[DIRECTIONS]: The entries contain pictures, which should not appear in the copy; everything else must be reproduced exactly.

•••••

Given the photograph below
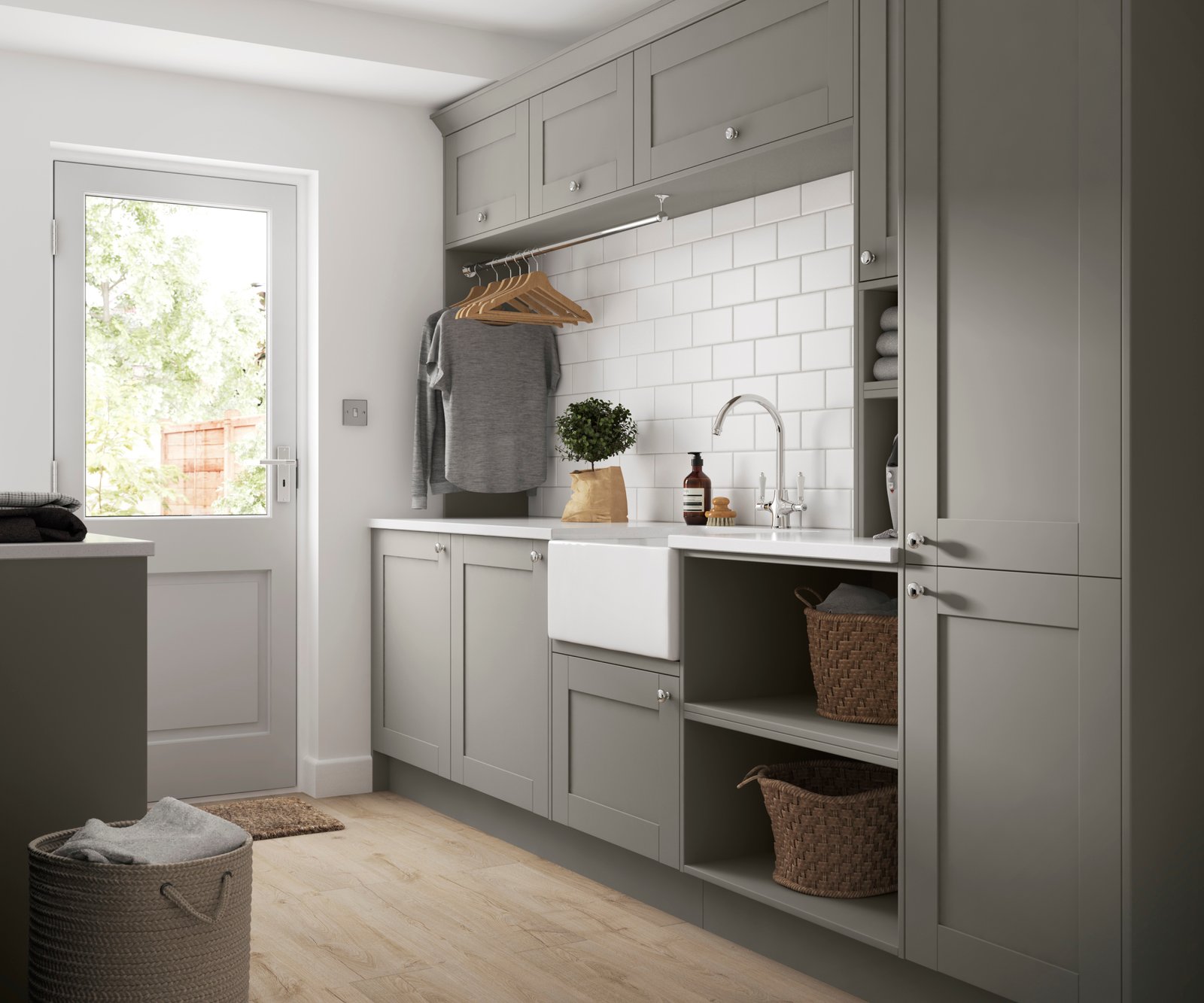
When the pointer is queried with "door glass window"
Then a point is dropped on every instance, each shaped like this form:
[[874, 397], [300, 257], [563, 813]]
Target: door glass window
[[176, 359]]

•••••

[SOLVED EXERCISE]:
Given the photograph below
When the pointer is queried with "door glass window"
Then a point is dropped on every instance, each shaped like this form:
[[874, 397], [300, 257], [563, 813]]
Target: door glass window
[[176, 359]]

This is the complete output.